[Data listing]
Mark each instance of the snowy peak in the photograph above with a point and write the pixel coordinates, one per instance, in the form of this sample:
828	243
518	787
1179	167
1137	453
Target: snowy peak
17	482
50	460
==
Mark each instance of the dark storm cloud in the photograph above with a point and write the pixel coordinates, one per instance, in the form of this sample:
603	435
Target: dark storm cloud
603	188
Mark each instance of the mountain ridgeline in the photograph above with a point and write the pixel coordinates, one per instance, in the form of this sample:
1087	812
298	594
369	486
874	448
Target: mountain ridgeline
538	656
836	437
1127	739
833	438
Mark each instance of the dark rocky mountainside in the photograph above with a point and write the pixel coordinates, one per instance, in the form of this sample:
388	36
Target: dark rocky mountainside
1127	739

**Instructions for the task:** Count the lines in the rows above that contain the string "cloud". Reply with the number only.

**Solution:** 2